Records of labeled points:
^^^^^^^^^^^^^^^^

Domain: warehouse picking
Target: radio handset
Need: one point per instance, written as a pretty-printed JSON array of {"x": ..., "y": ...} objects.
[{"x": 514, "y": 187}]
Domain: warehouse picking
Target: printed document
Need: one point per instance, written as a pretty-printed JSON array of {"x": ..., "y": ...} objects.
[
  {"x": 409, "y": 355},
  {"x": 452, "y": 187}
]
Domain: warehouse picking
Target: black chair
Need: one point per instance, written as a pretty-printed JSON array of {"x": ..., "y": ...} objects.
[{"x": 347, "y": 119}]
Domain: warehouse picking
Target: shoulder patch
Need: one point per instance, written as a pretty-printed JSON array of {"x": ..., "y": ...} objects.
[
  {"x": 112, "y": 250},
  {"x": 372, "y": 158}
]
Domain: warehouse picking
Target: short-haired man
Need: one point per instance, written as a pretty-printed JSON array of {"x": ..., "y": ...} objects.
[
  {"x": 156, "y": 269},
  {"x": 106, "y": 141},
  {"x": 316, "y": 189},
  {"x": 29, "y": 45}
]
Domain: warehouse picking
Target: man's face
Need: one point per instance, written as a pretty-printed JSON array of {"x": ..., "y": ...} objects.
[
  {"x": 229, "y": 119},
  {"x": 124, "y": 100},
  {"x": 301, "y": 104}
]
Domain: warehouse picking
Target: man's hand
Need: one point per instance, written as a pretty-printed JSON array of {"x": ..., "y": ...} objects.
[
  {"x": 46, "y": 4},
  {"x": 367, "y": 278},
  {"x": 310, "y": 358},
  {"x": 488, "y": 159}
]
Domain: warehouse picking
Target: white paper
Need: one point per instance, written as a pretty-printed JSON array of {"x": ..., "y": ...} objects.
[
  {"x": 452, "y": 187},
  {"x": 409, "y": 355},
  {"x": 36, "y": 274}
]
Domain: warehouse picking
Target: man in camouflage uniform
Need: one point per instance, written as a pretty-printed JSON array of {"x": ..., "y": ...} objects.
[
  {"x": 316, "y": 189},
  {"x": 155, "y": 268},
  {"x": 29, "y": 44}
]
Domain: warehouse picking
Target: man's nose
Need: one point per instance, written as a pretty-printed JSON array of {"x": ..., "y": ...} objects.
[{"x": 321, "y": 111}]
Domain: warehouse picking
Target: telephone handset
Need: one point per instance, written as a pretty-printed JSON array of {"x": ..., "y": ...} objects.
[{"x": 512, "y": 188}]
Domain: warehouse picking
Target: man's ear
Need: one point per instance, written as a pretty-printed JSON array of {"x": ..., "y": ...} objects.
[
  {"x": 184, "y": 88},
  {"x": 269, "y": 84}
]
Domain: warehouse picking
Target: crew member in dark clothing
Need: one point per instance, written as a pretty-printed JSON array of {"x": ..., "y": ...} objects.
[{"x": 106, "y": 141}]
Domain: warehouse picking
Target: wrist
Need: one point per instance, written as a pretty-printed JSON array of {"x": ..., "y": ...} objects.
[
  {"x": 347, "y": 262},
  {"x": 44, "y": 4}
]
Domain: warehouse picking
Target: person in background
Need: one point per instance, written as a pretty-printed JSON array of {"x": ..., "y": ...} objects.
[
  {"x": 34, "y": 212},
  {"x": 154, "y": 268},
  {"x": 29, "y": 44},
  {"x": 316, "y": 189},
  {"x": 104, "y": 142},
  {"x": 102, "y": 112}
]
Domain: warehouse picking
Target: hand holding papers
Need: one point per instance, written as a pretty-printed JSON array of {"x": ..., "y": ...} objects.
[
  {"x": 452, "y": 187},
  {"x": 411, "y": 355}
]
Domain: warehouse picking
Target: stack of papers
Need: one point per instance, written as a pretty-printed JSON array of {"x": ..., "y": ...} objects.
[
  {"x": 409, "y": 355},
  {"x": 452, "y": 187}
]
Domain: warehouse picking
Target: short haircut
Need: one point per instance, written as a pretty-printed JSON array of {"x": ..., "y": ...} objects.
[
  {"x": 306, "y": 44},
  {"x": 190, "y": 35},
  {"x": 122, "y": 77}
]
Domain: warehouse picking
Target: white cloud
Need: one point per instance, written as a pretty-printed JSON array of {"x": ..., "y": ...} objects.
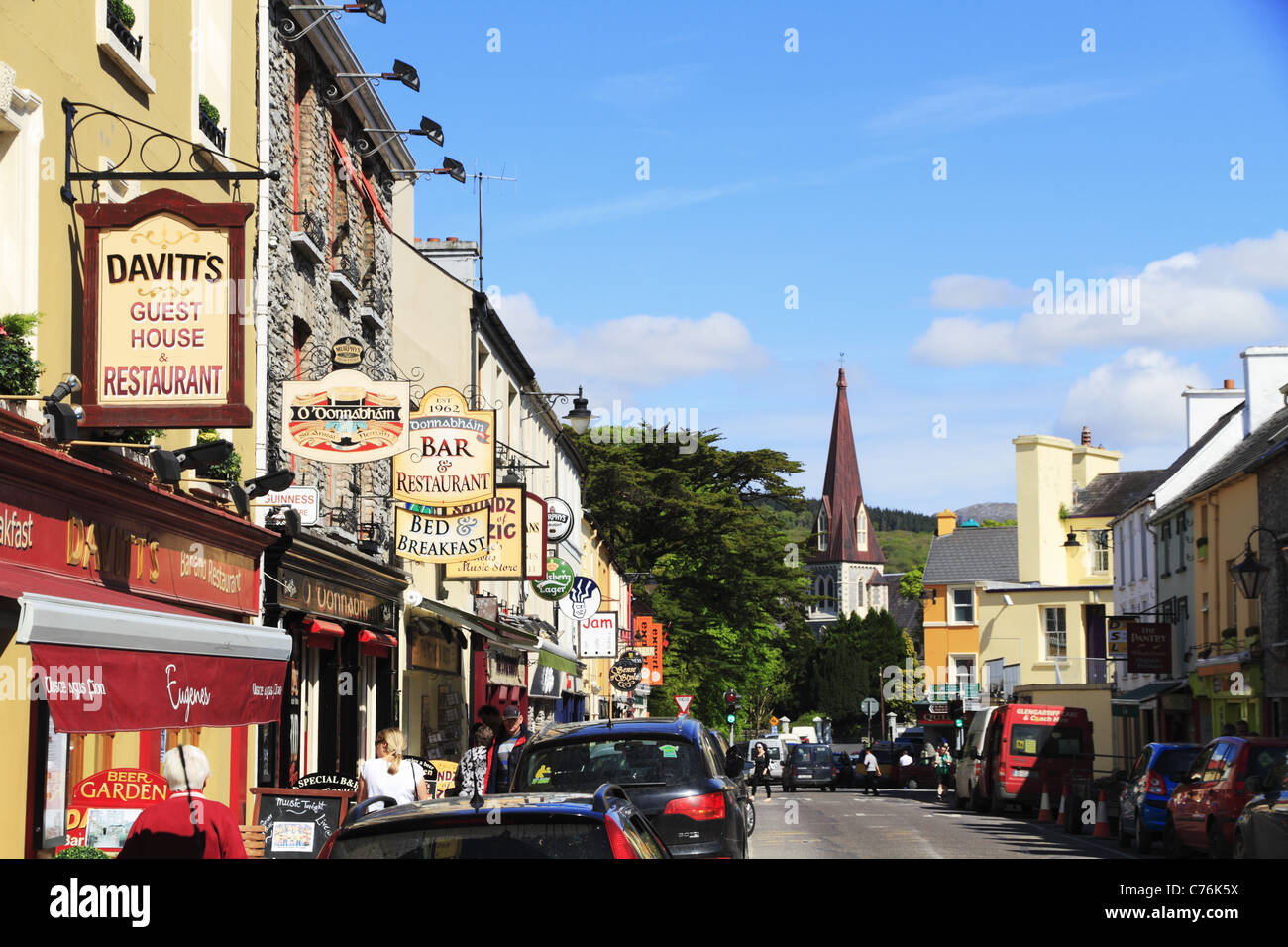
[
  {"x": 961, "y": 291},
  {"x": 1133, "y": 399},
  {"x": 1203, "y": 298},
  {"x": 644, "y": 351},
  {"x": 979, "y": 103}
]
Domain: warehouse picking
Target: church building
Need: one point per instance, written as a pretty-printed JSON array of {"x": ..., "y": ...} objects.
[{"x": 845, "y": 560}]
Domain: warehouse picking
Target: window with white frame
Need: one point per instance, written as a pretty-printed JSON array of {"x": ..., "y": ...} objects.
[
  {"x": 1055, "y": 639},
  {"x": 1100, "y": 551}
]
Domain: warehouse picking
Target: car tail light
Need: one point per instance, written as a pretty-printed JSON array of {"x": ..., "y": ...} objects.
[
  {"x": 700, "y": 808},
  {"x": 618, "y": 841}
]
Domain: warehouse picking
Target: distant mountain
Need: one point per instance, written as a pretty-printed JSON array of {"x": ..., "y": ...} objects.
[{"x": 980, "y": 512}]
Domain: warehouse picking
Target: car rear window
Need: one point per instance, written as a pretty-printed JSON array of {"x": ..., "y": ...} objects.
[
  {"x": 1037, "y": 740},
  {"x": 509, "y": 838},
  {"x": 1175, "y": 763},
  {"x": 1262, "y": 758},
  {"x": 585, "y": 766}
]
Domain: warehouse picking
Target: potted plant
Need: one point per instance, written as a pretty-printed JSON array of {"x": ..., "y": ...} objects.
[
  {"x": 20, "y": 369},
  {"x": 123, "y": 12}
]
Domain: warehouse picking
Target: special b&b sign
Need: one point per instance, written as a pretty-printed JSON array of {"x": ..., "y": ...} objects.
[{"x": 165, "y": 283}]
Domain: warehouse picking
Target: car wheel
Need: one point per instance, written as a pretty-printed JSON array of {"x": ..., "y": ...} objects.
[
  {"x": 1218, "y": 847},
  {"x": 1144, "y": 840},
  {"x": 1171, "y": 841}
]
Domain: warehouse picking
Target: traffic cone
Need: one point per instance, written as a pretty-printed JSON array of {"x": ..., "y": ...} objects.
[{"x": 1102, "y": 818}]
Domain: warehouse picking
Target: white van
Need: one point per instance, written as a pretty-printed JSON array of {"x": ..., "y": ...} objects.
[
  {"x": 970, "y": 754},
  {"x": 776, "y": 746}
]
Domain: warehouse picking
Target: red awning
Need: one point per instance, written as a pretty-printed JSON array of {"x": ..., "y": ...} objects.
[
  {"x": 376, "y": 643},
  {"x": 107, "y": 669},
  {"x": 110, "y": 690},
  {"x": 17, "y": 579},
  {"x": 322, "y": 634}
]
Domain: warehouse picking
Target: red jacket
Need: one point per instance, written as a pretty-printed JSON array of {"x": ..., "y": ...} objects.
[{"x": 175, "y": 830}]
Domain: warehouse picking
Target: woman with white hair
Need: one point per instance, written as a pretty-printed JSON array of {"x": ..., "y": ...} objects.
[
  {"x": 385, "y": 774},
  {"x": 185, "y": 825}
]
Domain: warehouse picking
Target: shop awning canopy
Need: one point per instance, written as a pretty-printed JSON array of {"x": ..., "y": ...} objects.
[
  {"x": 559, "y": 657},
  {"x": 107, "y": 669}
]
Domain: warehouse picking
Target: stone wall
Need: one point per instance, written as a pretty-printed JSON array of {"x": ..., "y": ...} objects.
[
  {"x": 1273, "y": 514},
  {"x": 304, "y": 309}
]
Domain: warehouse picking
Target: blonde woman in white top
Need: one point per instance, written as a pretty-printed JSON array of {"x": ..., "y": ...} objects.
[{"x": 387, "y": 775}]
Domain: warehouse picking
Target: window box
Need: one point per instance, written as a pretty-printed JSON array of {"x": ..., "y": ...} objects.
[
  {"x": 373, "y": 309},
  {"x": 125, "y": 50},
  {"x": 308, "y": 239},
  {"x": 344, "y": 277}
]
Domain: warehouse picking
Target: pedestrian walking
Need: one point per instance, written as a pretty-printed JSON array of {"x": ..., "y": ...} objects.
[
  {"x": 473, "y": 767},
  {"x": 384, "y": 774},
  {"x": 872, "y": 771},
  {"x": 187, "y": 825},
  {"x": 943, "y": 763},
  {"x": 760, "y": 761}
]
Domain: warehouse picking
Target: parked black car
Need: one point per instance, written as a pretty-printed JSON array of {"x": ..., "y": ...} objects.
[
  {"x": 809, "y": 764},
  {"x": 671, "y": 770},
  {"x": 600, "y": 825},
  {"x": 1262, "y": 827}
]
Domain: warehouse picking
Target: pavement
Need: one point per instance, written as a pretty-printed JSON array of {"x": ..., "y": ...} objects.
[{"x": 909, "y": 823}]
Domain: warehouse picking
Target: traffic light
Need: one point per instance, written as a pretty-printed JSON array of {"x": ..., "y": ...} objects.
[{"x": 956, "y": 710}]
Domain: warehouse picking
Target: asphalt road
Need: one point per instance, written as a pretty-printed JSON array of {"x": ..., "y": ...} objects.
[{"x": 907, "y": 823}]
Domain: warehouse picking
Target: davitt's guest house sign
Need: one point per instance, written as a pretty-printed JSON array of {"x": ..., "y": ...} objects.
[{"x": 165, "y": 291}]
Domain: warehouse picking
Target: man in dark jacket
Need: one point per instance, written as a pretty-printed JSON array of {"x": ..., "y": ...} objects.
[{"x": 502, "y": 761}]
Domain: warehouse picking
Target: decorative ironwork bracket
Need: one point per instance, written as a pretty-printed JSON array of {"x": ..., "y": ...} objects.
[{"x": 162, "y": 145}]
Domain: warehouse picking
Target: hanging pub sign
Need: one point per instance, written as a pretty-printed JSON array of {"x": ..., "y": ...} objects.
[
  {"x": 503, "y": 557},
  {"x": 165, "y": 286},
  {"x": 535, "y": 528},
  {"x": 441, "y": 539},
  {"x": 558, "y": 519},
  {"x": 558, "y": 581},
  {"x": 346, "y": 418},
  {"x": 1149, "y": 647},
  {"x": 452, "y": 459}
]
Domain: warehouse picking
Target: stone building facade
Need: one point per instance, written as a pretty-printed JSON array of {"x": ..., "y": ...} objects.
[{"x": 330, "y": 253}]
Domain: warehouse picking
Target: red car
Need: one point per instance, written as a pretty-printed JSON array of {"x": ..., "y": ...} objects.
[{"x": 1202, "y": 812}]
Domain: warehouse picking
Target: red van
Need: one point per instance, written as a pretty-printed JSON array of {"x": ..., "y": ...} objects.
[{"x": 1029, "y": 749}]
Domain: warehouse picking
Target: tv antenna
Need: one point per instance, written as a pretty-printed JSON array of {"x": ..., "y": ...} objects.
[{"x": 478, "y": 187}]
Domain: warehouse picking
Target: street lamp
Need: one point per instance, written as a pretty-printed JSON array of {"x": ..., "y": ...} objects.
[
  {"x": 579, "y": 416},
  {"x": 1249, "y": 573}
]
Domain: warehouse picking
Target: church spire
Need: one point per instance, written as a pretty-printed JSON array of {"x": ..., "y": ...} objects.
[{"x": 842, "y": 493}]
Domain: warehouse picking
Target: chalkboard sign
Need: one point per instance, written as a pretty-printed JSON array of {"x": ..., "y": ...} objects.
[{"x": 297, "y": 822}]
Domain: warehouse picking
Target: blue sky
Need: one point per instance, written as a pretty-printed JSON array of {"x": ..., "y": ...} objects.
[{"x": 812, "y": 169}]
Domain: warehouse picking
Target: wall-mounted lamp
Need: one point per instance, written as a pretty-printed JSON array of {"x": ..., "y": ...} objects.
[
  {"x": 429, "y": 128},
  {"x": 400, "y": 72},
  {"x": 290, "y": 30}
]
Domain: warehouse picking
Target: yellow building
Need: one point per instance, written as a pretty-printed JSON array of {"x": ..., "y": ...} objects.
[{"x": 174, "y": 88}]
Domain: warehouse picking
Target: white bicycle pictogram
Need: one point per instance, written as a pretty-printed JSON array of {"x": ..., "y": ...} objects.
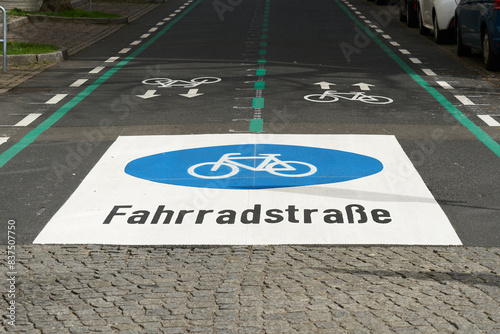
[
  {"x": 334, "y": 96},
  {"x": 168, "y": 83},
  {"x": 229, "y": 165}
]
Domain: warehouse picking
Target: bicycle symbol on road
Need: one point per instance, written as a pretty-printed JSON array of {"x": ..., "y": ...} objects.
[
  {"x": 334, "y": 96},
  {"x": 229, "y": 165},
  {"x": 168, "y": 83}
]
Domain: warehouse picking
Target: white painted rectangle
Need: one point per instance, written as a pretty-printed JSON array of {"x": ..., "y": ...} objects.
[
  {"x": 78, "y": 82},
  {"x": 108, "y": 192},
  {"x": 56, "y": 99},
  {"x": 464, "y": 100},
  {"x": 28, "y": 119},
  {"x": 490, "y": 121}
]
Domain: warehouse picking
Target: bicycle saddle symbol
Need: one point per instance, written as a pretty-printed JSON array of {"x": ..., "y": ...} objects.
[{"x": 229, "y": 164}]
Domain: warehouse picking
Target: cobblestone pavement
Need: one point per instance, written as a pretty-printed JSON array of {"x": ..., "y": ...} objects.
[
  {"x": 260, "y": 289},
  {"x": 73, "y": 36}
]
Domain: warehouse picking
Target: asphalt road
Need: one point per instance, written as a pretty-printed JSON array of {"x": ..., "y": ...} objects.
[{"x": 266, "y": 68}]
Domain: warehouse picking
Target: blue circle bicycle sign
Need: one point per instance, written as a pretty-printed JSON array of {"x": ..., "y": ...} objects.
[{"x": 253, "y": 166}]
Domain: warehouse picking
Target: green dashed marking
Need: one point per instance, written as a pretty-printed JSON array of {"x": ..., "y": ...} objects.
[
  {"x": 258, "y": 103},
  {"x": 259, "y": 85},
  {"x": 256, "y": 125}
]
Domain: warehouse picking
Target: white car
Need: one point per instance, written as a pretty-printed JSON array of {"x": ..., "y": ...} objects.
[{"x": 437, "y": 16}]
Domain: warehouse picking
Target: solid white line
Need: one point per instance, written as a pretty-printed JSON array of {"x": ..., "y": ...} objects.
[
  {"x": 429, "y": 72},
  {"x": 78, "y": 83},
  {"x": 465, "y": 101},
  {"x": 28, "y": 119},
  {"x": 444, "y": 84},
  {"x": 97, "y": 70},
  {"x": 489, "y": 120},
  {"x": 56, "y": 99}
]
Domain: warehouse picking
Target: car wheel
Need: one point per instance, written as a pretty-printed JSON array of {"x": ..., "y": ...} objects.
[
  {"x": 439, "y": 35},
  {"x": 411, "y": 17},
  {"x": 462, "y": 50},
  {"x": 490, "y": 60},
  {"x": 421, "y": 29}
]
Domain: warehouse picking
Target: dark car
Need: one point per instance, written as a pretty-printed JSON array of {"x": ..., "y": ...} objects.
[
  {"x": 478, "y": 29},
  {"x": 408, "y": 12}
]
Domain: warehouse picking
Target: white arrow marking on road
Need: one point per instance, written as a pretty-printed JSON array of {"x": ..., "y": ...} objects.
[
  {"x": 324, "y": 84},
  {"x": 191, "y": 93},
  {"x": 364, "y": 86},
  {"x": 149, "y": 94}
]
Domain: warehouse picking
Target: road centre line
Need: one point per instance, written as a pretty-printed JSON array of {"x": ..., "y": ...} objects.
[
  {"x": 28, "y": 119},
  {"x": 56, "y": 99},
  {"x": 454, "y": 111},
  {"x": 31, "y": 136}
]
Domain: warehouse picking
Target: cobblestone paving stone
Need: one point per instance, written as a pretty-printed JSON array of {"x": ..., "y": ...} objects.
[{"x": 260, "y": 289}]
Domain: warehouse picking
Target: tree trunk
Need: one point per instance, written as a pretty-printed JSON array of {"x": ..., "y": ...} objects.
[{"x": 56, "y": 5}]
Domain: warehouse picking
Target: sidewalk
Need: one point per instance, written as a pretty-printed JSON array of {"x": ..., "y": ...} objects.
[
  {"x": 74, "y": 36},
  {"x": 260, "y": 289}
]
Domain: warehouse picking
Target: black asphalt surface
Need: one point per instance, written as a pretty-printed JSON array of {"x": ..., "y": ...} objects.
[{"x": 306, "y": 43}]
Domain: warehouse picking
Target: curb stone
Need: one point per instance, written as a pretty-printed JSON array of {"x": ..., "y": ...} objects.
[{"x": 27, "y": 59}]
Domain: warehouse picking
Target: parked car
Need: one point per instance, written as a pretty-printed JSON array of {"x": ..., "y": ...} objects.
[
  {"x": 437, "y": 16},
  {"x": 478, "y": 28},
  {"x": 408, "y": 12}
]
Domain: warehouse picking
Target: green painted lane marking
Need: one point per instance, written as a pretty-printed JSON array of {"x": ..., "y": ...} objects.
[
  {"x": 258, "y": 103},
  {"x": 260, "y": 72},
  {"x": 259, "y": 85},
  {"x": 256, "y": 125},
  {"x": 459, "y": 116},
  {"x": 57, "y": 115}
]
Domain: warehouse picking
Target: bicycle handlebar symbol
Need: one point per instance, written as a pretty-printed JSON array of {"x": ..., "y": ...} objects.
[
  {"x": 334, "y": 96},
  {"x": 168, "y": 83},
  {"x": 228, "y": 166}
]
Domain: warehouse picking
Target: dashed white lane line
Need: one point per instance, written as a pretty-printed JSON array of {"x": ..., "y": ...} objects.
[
  {"x": 444, "y": 84},
  {"x": 112, "y": 59},
  {"x": 489, "y": 120},
  {"x": 97, "y": 70},
  {"x": 78, "y": 82},
  {"x": 56, "y": 99},
  {"x": 464, "y": 100},
  {"x": 28, "y": 119},
  {"x": 429, "y": 72}
]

^^^^^^^^^^^^^^^^

Copy out every line of the material above that contains the string "symbol".

In response:
Target: bicycle symbol on road
Target: bicycle saddle symbol
Target: bicycle handlebar symbol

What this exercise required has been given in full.